■ Work request: Since the copy must hold text only, transcribe the data below exactly and omit the images.

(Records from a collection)
# # #

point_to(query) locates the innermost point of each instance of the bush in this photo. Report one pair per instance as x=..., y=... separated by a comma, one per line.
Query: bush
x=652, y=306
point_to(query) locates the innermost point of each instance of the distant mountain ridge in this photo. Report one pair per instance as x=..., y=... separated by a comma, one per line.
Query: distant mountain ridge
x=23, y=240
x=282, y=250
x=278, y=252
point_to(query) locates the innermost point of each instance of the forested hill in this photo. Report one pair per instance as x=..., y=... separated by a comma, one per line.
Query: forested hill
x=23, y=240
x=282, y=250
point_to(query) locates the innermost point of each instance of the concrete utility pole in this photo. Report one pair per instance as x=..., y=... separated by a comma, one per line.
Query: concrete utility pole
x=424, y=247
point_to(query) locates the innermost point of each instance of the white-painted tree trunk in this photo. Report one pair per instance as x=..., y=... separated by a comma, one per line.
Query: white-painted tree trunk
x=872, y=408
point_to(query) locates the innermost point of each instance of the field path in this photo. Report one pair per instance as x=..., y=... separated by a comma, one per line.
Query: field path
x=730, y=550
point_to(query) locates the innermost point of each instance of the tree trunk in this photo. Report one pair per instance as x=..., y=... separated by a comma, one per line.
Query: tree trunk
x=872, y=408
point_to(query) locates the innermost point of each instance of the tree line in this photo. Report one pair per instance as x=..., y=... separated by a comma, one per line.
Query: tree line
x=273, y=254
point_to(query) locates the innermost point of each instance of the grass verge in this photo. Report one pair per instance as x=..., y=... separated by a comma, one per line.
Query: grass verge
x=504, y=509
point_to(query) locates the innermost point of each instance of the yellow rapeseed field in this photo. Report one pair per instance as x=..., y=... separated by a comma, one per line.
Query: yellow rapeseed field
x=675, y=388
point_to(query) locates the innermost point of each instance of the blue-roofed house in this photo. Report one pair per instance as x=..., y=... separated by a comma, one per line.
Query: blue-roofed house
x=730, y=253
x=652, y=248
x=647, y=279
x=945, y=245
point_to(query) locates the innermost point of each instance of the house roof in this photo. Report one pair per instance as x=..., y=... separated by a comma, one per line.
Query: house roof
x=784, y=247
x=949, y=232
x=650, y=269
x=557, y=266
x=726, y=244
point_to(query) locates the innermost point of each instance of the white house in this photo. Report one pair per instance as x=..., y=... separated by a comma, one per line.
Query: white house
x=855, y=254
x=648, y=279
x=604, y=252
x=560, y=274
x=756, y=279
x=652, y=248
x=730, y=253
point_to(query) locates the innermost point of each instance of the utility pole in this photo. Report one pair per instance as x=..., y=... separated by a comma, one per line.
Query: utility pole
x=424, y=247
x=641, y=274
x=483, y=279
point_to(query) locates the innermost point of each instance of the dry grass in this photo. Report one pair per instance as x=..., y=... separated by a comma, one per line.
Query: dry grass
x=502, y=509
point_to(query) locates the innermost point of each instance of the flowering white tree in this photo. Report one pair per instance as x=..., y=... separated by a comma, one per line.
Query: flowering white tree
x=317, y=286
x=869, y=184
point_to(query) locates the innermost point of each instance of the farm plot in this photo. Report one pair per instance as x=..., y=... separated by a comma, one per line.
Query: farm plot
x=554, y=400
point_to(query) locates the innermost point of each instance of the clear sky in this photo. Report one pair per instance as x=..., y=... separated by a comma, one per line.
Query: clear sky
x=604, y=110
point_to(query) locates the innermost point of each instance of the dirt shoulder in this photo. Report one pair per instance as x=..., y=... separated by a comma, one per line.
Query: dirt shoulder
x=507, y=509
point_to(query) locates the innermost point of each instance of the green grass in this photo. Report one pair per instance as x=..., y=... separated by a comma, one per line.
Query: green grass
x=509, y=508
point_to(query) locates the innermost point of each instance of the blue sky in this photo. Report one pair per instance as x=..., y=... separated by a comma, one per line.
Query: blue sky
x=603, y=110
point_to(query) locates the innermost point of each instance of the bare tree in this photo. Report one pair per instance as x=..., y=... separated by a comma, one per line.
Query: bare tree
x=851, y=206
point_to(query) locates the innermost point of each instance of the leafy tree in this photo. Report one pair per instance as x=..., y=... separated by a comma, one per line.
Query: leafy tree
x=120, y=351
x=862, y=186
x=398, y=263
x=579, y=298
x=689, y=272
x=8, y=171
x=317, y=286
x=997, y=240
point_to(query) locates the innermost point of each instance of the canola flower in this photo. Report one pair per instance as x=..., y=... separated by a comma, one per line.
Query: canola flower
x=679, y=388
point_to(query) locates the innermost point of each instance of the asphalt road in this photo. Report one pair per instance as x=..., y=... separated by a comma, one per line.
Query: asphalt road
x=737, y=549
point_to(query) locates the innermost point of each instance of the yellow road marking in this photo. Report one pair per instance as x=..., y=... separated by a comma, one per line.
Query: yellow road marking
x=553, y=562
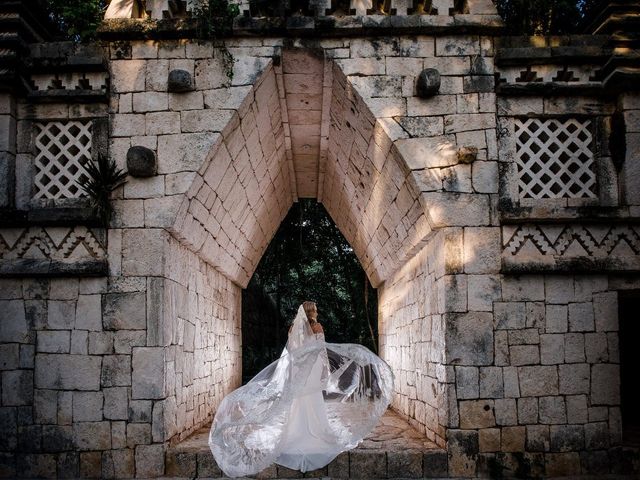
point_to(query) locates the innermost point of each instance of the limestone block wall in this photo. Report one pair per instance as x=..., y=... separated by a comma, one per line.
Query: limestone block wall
x=200, y=318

# # #

■ Solved exercise:
point_to(query) locates the innermost point of each instance of the bush in this photo. Report one pair per instance as x=..., y=... separated by a comma, one per line.
Query: bush
x=652, y=306
point_to(query) locates the innermost point of each instance of the distant mountain ridge in this photo. Report one pair per instance as x=..., y=... separated by a comma, one per line.
Query: distant mountain ridge
x=23, y=240
x=282, y=250
x=278, y=252
point_to(query) locates the innermost point of each instance of the forested hill in this photo. Report one pair per instance as x=..., y=... separated by a comma, one per line.
Query: forested hill
x=23, y=240
x=282, y=250
point_to(query) locates the innermost point of each instance of the concrete utility pole in this photo. Report one pair per instance as x=..., y=... separated by a comma, one per line.
Query: concrete utility pole
x=424, y=247
point_to(query) locates the innermost point of each instance of the white-painted tree trunk in this photo. Report one pair per instance as x=..., y=... separated by a comma, one per line.
Query: white-painted tree trunk
x=872, y=408
point_to(query) locates the innermost point of each instance of the field path in this photo. Report one pair per instance as x=..., y=... separated by a comma, one per line.
Query: field path
x=730, y=550
point_to(query) locates the innermost point of each instance of the tree trunk in this photo. Report one pair per instance as x=..., y=... separated by a comma, one per line.
Query: tree trunk
x=872, y=408
point_to(query) locates the innermost point of each instance of the tree line in this photo. Report one pair per instance as x=..., y=... separated by a comma, one per line.
Query: tree line
x=273, y=254
point_to(query) locates the innermost point of each instance of the grass verge in this photo. Report one pair per instance as x=..., y=... separated by a comma, one per line.
Query: grass verge
x=504, y=509
point_to(query) locates the innermost point of each instance of the yellow rapeseed field in this photo. Report one pair per instance as x=..., y=... separated by a comma, one per line.
Query: yellow rapeseed field
x=675, y=388
point_to(query) locates the innermost point of each instance of the blue-roofed house in this photo. Report one pair per instance as x=..., y=... separated by a comma, one per line.
Query: blue-roofed house
x=730, y=253
x=652, y=248
x=647, y=279
x=945, y=245
point_to(query) locates the innermost point of each instance of the house roof in this photo. Report one pair per instance as x=..., y=... separated by a comma, one per line.
Query: house roof
x=784, y=247
x=949, y=232
x=650, y=269
x=557, y=266
x=726, y=244
point_to(query) locates the innermost point of each instance of the white house in this photo. Report one pair per instance as x=..., y=... separated by a comma, one per line.
Query: white house
x=855, y=254
x=648, y=279
x=604, y=252
x=560, y=274
x=756, y=279
x=652, y=248
x=730, y=253
point_to(query) locates the innermost point of each instance of the utility pole in this photo. Report one pair per instance as x=..., y=... separated by a comma, one per line.
Query: utility pole
x=424, y=247
x=641, y=274
x=483, y=279
point_to(query) locates the innermost point of each instance of the dry grass in this photo. Report one pair per instance as x=..., y=... separated by a comma, one per line.
Query: dry grass
x=502, y=509
point_to(query) locates the innermost point of each instance of the flowering white tree in this photo. Report one pair per instance as x=..., y=... separated by a comma, one per line.
Query: flowering white tree
x=317, y=286
x=869, y=184
point_to(query) locates the innermost point of each instance of the farm plot in this photo. Report one pair per instance as x=..., y=... separated by a comma, one per line.
Query: farm plot
x=554, y=400
point_to(query) locates the innermost point of each instance of the clear sky in this photo. Report one pair per instance as x=..., y=... separated by a comma, one per line.
Query: clear sky
x=604, y=110
point_to(query) locates the innermost point of each instance of the dirt shoulder in this photo. Report one pair per instance as x=..., y=... separated by a comma, one per line.
Query: dirt shoulder
x=507, y=509
point_to(query) locates the innermost point of each instance of the green grass in this photo. Report one pair per instance as x=..., y=... separated by a comma, one per line.
Query: green grass
x=509, y=508
point_to(query) locates the innermost point of each instance of the blue sky in this photo. Report one pair per instance as x=..., y=... separated by a comma, one per line.
Query: blue sky
x=603, y=110
point_to(query) locates the innermost point of each instance of the bare tree in this photo. Report one pair per instance as x=..., y=... separated by a comma, one per line.
Query: bare tree
x=851, y=206
point_to(query) locates the innermost point of each instance of the leafy tree in this photo. Report one pair per instance as x=..., y=... separated by a comma, one per line.
Query: leafy tree
x=120, y=351
x=862, y=186
x=398, y=263
x=579, y=298
x=689, y=272
x=8, y=171
x=317, y=286
x=997, y=240
point_to(query) locates the innermost point of each instance of the canola flower in this photo. Report one pair per instance as x=..., y=... separated by a comma, one per line.
Query: canola flower
x=679, y=388
point_to(query) locates the innermost point of each instance of the asphalt road in this photo. Report one pair per instance as x=..., y=... separated by a comma, one per line.
Query: asphalt road
x=737, y=549
point_to(query) locates the innermost point of each instance of the yellow road marking in this photo. Report one pair per instance as x=..., y=... separated by a comma, one per line.
Query: yellow road marking
x=553, y=562
point_to(query) locates the innermost point of each instance of the limestone block wall in this photo. Report one pair per instance as x=..., y=... separated by a comma, one per line.
Query: limestone block wall
x=200, y=318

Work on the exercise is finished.